* [YOUR TASK]:
What comes back must be the data itself, retyped exactly.

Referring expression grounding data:
- Opening Delimiter -
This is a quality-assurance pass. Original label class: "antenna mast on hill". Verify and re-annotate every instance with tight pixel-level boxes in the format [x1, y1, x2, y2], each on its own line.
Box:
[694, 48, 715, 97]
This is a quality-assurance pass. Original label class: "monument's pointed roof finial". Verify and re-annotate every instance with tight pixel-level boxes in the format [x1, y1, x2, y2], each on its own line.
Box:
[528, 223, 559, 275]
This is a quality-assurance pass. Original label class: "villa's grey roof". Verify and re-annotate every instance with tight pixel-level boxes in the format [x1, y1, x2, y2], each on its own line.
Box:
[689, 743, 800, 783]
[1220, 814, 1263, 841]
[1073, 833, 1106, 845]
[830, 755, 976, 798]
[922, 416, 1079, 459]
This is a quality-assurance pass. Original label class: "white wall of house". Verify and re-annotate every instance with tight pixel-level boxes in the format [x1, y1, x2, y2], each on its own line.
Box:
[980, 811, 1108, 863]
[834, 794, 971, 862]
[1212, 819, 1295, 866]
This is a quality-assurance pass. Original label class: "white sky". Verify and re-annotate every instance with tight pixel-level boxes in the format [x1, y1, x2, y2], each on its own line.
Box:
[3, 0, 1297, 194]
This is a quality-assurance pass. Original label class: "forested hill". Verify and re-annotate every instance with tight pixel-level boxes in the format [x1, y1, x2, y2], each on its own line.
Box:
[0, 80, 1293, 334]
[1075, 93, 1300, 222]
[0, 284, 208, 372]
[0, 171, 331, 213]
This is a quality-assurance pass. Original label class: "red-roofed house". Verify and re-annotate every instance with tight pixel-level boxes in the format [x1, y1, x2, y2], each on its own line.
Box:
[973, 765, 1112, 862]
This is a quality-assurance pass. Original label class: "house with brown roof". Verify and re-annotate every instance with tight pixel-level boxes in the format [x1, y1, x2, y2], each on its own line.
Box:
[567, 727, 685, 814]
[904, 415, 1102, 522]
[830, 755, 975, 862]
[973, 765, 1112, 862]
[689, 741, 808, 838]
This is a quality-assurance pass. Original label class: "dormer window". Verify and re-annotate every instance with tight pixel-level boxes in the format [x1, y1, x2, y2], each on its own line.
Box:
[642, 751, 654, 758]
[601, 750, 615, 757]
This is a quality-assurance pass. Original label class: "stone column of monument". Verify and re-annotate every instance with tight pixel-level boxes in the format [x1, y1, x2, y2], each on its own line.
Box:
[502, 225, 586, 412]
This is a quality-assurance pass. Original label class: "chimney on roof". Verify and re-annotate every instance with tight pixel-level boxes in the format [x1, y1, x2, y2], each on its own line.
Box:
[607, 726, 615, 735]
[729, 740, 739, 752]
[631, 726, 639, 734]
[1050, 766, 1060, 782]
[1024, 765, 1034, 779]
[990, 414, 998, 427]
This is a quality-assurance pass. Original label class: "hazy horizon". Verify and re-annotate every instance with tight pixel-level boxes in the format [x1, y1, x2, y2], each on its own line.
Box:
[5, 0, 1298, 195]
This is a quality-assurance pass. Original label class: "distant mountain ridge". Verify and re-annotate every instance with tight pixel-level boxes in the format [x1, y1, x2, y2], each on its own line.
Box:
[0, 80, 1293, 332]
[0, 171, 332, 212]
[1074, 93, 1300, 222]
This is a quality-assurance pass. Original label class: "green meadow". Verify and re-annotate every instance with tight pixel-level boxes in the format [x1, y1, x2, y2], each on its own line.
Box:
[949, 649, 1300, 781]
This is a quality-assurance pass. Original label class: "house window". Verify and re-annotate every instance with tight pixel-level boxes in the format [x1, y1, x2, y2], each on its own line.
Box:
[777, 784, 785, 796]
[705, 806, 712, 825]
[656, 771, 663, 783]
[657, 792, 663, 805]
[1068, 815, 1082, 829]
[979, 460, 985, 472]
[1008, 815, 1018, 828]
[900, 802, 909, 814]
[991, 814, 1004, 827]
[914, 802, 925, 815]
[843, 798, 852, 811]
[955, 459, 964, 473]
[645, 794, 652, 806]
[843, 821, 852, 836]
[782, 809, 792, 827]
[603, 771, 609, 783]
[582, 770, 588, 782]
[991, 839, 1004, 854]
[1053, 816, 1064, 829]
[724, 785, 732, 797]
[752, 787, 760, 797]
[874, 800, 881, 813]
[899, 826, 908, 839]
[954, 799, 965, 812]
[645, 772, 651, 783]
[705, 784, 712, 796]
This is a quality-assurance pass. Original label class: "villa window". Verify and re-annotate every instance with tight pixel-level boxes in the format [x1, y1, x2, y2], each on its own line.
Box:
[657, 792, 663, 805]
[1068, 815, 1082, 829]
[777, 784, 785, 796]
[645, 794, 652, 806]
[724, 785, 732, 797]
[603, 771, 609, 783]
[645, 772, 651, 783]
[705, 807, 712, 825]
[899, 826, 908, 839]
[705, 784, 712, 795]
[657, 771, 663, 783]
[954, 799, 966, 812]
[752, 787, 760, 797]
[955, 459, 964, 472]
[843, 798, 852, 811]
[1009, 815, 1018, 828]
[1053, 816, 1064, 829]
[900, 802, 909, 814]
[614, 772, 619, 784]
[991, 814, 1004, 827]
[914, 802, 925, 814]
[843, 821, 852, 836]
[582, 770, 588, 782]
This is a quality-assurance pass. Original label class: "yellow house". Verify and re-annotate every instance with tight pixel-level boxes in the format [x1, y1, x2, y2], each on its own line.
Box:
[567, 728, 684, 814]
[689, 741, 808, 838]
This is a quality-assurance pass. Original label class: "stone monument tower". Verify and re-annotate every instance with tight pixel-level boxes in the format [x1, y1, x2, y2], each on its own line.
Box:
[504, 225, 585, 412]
- Closing Delimiter -
* [OUTPUT FOR THIS TASK]:
This is a quality-assurance pass. Original label class: "antenna mast on hill". Verify and re-annotate every instance with tight pixel-level boxes in the format [x1, y1, x2, y2], each on its own line.
Box:
[694, 48, 715, 97]
This is a quality-assurance pass. Original label class: "monument's pointed roof finial". Verify and re-annotate every instance with tight pixel-level boxes in the format [x1, y1, x2, y2], each on its own line.
Box:
[528, 223, 559, 275]
This is a quality-assurance pass. Original label class: "villa's grey roof". Verify and re-annotate every instance with tight pixel-level boxes in the format [x1, y1, x2, y2], each on its own line.
Box:
[689, 743, 800, 783]
[1220, 814, 1263, 841]
[1073, 833, 1106, 845]
[830, 755, 976, 798]
[922, 416, 1079, 459]
This is a quality-assurance pass. Original label class: "white wall of house". Verify and re-annotate every instance with tight pixel-level boxes in the format [x1, y1, x2, y2], each on its own line.
Box:
[980, 811, 1108, 863]
[834, 794, 971, 862]
[1212, 819, 1295, 866]
This is a quality-assurance pass. Original label class: "white sky". Verify and re-annotate every instance with tight pixel-level boxes in the format [x1, y1, x2, y2], each on its own line.
Box:
[3, 0, 1297, 194]
This is a quality-assurance pass. Original label class: "forested hill". Verify and re-annotate every instance with tight pixel-level boxes in the format [x1, y1, x2, y2], each on its own line.
Box:
[0, 80, 1293, 334]
[1075, 93, 1300, 222]
[0, 284, 208, 372]
[0, 171, 331, 213]
This is a quality-assurance pass. Original label class: "red-roofed house". Verify and re-annotate every instance with tight pixel-level boxes in the format [x1, y1, x2, y2], each on its own line.
Box:
[973, 765, 1112, 862]
This is a quality-assurance pass. Original label class: "house with brown roof". Verify and re-annotate every instance with tight pixel-level boxes in the format [x1, y1, x2, y2], each on its own line.
Box:
[567, 727, 685, 814]
[904, 415, 1102, 522]
[830, 755, 975, 862]
[973, 765, 1112, 862]
[689, 741, 808, 838]
This is a quality-assurance pass. Original label class: "dormer window". Verify and re-annotate every instance with tight pixel-level boxes in the format [x1, y1, x2, y2], each on its own line.
Box:
[642, 751, 654, 758]
[601, 750, 615, 757]
This is a quality-assurance pass. Original label class: "stone column of monument". Verify and re-annotate every instance with tight pixel-level boxes in the format [x1, y1, x2, y2], each on its own line.
Box:
[502, 225, 586, 412]
This is a quality-assurance pass. Original label class: "chimney on roof". Verify and re-annotate every instance with tight pixel-level boxes in the format [x1, y1, x2, y2], each on its own line.
Box:
[607, 726, 615, 735]
[729, 740, 739, 752]
[631, 726, 639, 734]
[1050, 766, 1060, 782]
[1024, 765, 1034, 779]
[990, 414, 998, 427]
This is a quality-assurance pass. Original label class: "hazy horizon". Verify and re-annotate every instance with tight pixel-level boxes in the format [x1, y1, x2, y2], each on its own line.
Box:
[5, 0, 1298, 195]
This is a quality-assurance pass. Original label class: "distant mountain ridge". Verify and re-annotate every instance with tight pixel-level boxes in the format [x1, y1, x2, y2], each on its own line.
Box:
[0, 80, 1293, 332]
[0, 171, 332, 212]
[1074, 93, 1300, 222]
This is a quality-assurance pass. Original label class: "green meadow". Verify and re-annotate every instance with tight pixel-level boxes in the format [x1, y1, x2, y2], each on its own line.
Box:
[949, 649, 1300, 781]
This is a quality-assurance pass. Original label class: "house window". Verify and re-annotate every instance with tight pixel-level boxes in the format [x1, y1, x2, y2], each on its own line.
Box:
[777, 784, 785, 796]
[705, 806, 712, 825]
[656, 771, 663, 783]
[657, 792, 663, 805]
[1068, 815, 1082, 829]
[979, 460, 985, 472]
[1008, 815, 1018, 828]
[900, 802, 909, 814]
[991, 814, 1004, 827]
[914, 802, 925, 815]
[843, 798, 852, 811]
[955, 459, 964, 473]
[645, 794, 652, 806]
[843, 821, 852, 836]
[782, 809, 792, 827]
[603, 771, 609, 783]
[582, 770, 588, 782]
[991, 839, 1004, 854]
[1053, 816, 1064, 829]
[724, 785, 732, 797]
[752, 787, 760, 797]
[874, 800, 881, 813]
[899, 826, 908, 839]
[954, 799, 965, 812]
[645, 772, 651, 783]
[705, 784, 712, 796]
This is a quality-assurance pass. Original label class: "villa window". Verify and re-annotate every instance with tight pixel-level boxes in the format [x1, y1, x2, y2], each on its own line.
Box:
[657, 792, 663, 805]
[1068, 815, 1082, 829]
[777, 784, 785, 796]
[645, 794, 652, 806]
[724, 785, 732, 797]
[603, 771, 609, 783]
[645, 772, 651, 783]
[705, 807, 712, 825]
[899, 826, 908, 839]
[705, 784, 712, 795]
[657, 771, 663, 783]
[954, 799, 966, 812]
[752, 787, 760, 797]
[955, 459, 964, 472]
[843, 798, 852, 811]
[1009, 815, 1018, 828]
[1053, 816, 1064, 829]
[900, 802, 909, 814]
[614, 772, 619, 784]
[991, 814, 1004, 827]
[914, 802, 925, 814]
[843, 821, 852, 836]
[582, 770, 588, 782]
This is a quality-assurance pass. Original label class: "yellow house". Verify and re-annotate every instance with tight pixel-level boxes in the format [x1, y1, x2, y2], each on its own line.
Box:
[567, 728, 684, 814]
[689, 741, 808, 838]
This is a quality-assurance pass. Original label class: "stone monument tower". Verify and re-annotate every instance with tight pixel-level boxes in the format [x1, y1, x2, y2], each on its own line.
Box:
[504, 225, 585, 412]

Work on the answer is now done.